INSTRUCTIONS FOR THE TASK :: Exact reproduction of the following data is required.

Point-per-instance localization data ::
================
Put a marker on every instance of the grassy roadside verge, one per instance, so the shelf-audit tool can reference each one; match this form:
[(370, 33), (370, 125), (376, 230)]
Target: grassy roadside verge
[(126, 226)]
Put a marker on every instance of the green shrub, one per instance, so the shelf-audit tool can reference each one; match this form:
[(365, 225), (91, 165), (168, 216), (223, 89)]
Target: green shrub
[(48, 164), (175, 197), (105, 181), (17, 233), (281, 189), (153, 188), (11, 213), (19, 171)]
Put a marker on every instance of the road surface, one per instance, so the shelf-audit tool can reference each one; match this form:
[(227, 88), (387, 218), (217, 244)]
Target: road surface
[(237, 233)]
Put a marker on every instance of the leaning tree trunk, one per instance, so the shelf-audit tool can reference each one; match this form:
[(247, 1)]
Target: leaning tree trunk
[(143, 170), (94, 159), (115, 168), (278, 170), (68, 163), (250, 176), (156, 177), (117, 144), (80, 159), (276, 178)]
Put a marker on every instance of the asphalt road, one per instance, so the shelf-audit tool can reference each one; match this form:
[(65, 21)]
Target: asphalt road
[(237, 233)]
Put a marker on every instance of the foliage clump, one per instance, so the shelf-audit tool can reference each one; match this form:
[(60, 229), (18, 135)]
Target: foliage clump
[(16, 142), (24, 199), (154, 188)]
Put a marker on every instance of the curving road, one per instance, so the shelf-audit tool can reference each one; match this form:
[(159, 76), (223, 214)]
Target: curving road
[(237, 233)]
================
TASK ANSWER ::
Put a marker on every instance of the grassy roadside verge, one per instance, so the shelf-audit tool can reference each one; match this form:
[(370, 33), (370, 125), (376, 230)]
Target: grassy roadside verge
[(126, 226)]
Put a marker on every instance of the green shrub, one per instance, so the shelf-audit tool can reference each one; match this form:
[(365, 225), (91, 165), (168, 216), (223, 89)]
Target: green shrub
[(48, 164), (175, 197), (105, 181), (17, 233), (281, 189), (153, 188), (11, 213), (19, 171)]
Put a marker on every instance of the road surface, one per instance, so the shelf-audit tool can reference each one; match this form:
[(227, 88), (387, 218), (217, 244)]
Target: road surface
[(237, 233)]
Put a marker on every instance of the leaning tree trunk, one per instance, so the shelf-audit tool can reference each one; match this form:
[(247, 1)]
Target: leaning tree trunk
[(143, 170), (94, 159), (115, 168), (278, 170), (68, 163), (250, 176), (156, 177), (117, 144), (80, 159), (276, 178)]
Put a marker on every instance of the asphalt road, one per instance, so the shelf-audit tool can reference each one; match this form:
[(65, 21)]
Target: asphalt road
[(237, 233)]
Put a marker on every instance of the foliage clump, one per instance, so the shelf-audit tool can reference each one; match this form:
[(60, 229), (18, 135)]
Target: foliage clump
[(16, 142), (24, 199), (154, 188)]
Put a marker on every instance of the curving road, one per instance, so the shelf-audit tool can reference each one; match this form:
[(159, 76), (223, 214)]
Target: curving road
[(237, 233)]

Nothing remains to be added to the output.